Exercise instructions -> Switch every "deck machinery" in the data below to "deck equipment", and write out all of the lines again with nothing else changed. Leave the pictures out.

Provided records ->
▬▬▬▬▬▬

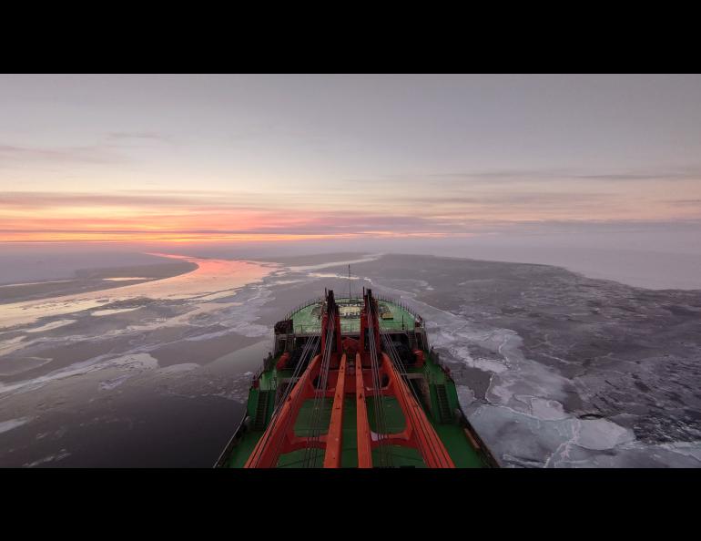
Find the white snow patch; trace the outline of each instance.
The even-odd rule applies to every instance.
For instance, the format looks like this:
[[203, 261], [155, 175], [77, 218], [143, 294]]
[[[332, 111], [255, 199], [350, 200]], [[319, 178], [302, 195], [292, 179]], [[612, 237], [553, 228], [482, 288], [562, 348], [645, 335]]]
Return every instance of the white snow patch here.
[[2, 423], [0, 423], [0, 434], [12, 430], [13, 428], [17, 428], [17, 426], [22, 426], [23, 424], [26, 424], [31, 420], [32, 420], [32, 417], [19, 417], [17, 419], [10, 419], [9, 421], [3, 421]]
[[165, 368], [159, 368], [158, 373], [178, 373], [197, 370], [198, 368], [199, 368], [199, 364], [197, 362], [181, 362], [180, 364], [172, 364]]
[[635, 439], [632, 430], [606, 419], [583, 420], [580, 423], [581, 427], [574, 443], [585, 449], [613, 449]]

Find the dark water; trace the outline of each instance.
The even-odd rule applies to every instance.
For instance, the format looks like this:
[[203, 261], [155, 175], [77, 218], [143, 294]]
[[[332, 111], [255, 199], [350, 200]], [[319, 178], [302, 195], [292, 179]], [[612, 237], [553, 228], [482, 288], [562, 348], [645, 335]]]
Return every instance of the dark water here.
[[279, 260], [252, 281], [212, 263], [226, 275], [203, 275], [205, 287], [193, 274], [174, 291], [166, 279], [105, 291], [99, 306], [52, 301], [46, 317], [33, 305], [0, 329], [0, 465], [210, 467], [273, 324], [324, 288], [345, 293], [349, 259], [354, 293], [372, 287], [424, 316], [503, 465], [701, 465], [698, 291], [349, 254]]

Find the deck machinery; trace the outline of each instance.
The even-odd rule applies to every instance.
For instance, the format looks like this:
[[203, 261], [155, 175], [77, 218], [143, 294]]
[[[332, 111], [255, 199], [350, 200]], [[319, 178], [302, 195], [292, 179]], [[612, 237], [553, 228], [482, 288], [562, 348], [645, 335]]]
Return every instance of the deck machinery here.
[[275, 325], [275, 348], [215, 467], [495, 467], [422, 319], [332, 291]]

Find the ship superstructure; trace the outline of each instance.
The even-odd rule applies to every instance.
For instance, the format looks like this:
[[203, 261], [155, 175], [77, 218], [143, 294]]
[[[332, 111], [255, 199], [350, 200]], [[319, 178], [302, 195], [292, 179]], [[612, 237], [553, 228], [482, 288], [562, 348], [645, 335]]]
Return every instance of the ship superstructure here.
[[493, 467], [430, 348], [397, 301], [332, 291], [275, 325], [244, 419], [216, 467]]

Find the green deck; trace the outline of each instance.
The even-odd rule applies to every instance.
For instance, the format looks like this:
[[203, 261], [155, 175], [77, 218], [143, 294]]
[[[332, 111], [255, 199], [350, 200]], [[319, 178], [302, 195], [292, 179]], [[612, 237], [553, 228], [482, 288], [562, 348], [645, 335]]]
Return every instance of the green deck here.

▬▬▬▬▬▬

Completed exercise ->
Find the white snow patch; trace the outline of each instance.
The even-odd rule applies to every instance.
For instance, the format looks like this:
[[203, 261], [155, 175], [77, 218], [143, 294]]
[[[332, 111], [255, 199], [350, 200]], [[319, 178], [302, 195], [292, 179]], [[612, 237], [553, 228], [482, 288], [562, 348], [645, 335]]]
Return every instance of the white snow patch here.
[[2, 423], [0, 423], [0, 434], [12, 430], [13, 428], [17, 428], [17, 426], [22, 426], [23, 424], [26, 424], [31, 420], [32, 420], [32, 417], [19, 417], [17, 419], [10, 419], [9, 421], [3, 421]]
[[165, 368], [159, 368], [158, 373], [178, 373], [197, 370], [198, 368], [199, 368], [199, 364], [197, 362], [181, 362], [180, 364], [172, 364]]
[[635, 439], [632, 430], [606, 419], [583, 420], [580, 423], [581, 427], [574, 443], [585, 449], [613, 449]]

Find the dark water; trace the outline of each instance.
The even-odd rule applies to every instance.
For instance, the format looks like this:
[[203, 261], [155, 175], [77, 218], [143, 294]]
[[[332, 111], [255, 199], [350, 200]], [[319, 178], [302, 195], [292, 179]], [[612, 237], [553, 228], [482, 288], [562, 348], [645, 335]]]
Return every instance of the dark water here.
[[279, 260], [252, 281], [212, 263], [226, 275], [203, 275], [205, 287], [193, 274], [174, 291], [166, 279], [105, 291], [99, 306], [52, 301], [46, 317], [33, 305], [0, 329], [0, 465], [210, 467], [273, 324], [324, 288], [345, 293], [349, 259], [354, 293], [372, 287], [424, 316], [503, 465], [701, 465], [698, 291], [349, 254]]

Find the deck equipment; trace the outline of each instance.
The even-odd rule applies to every instance.
For instance, the format looks like this:
[[203, 261], [155, 175], [77, 218], [143, 294]]
[[[332, 111], [255, 199], [350, 200]], [[319, 178], [302, 195], [292, 179]], [[612, 237], [553, 228], [482, 288], [562, 348], [645, 335]]]
Return every instance of the deck equipment here.
[[275, 325], [275, 348], [215, 467], [495, 467], [422, 319], [332, 291]]

Find the ship superstructure; trace the outline of each instance.
The even-odd rule applies to every instance.
For instance, the format looks like this:
[[203, 261], [155, 175], [77, 218], [143, 294]]
[[[332, 111], [255, 199], [350, 200]], [[319, 178], [302, 195], [292, 179]], [[612, 237], [553, 228], [482, 288], [562, 348], [645, 335]]]
Return every instance of the ship superstructure here.
[[493, 467], [430, 348], [397, 301], [332, 291], [275, 325], [244, 419], [216, 467]]

Find the green deck; trace the outline of each instance.
The even-odd rule applies to every instance.
For instance, the format looks like this:
[[203, 261], [155, 175], [77, 218], [143, 294]]
[[[332, 111], [255, 199], [350, 200]], [[319, 178], [302, 195], [292, 179]], [[612, 237], [553, 228], [482, 288], [562, 348], [645, 335]]]
Return every instance of the green deck here.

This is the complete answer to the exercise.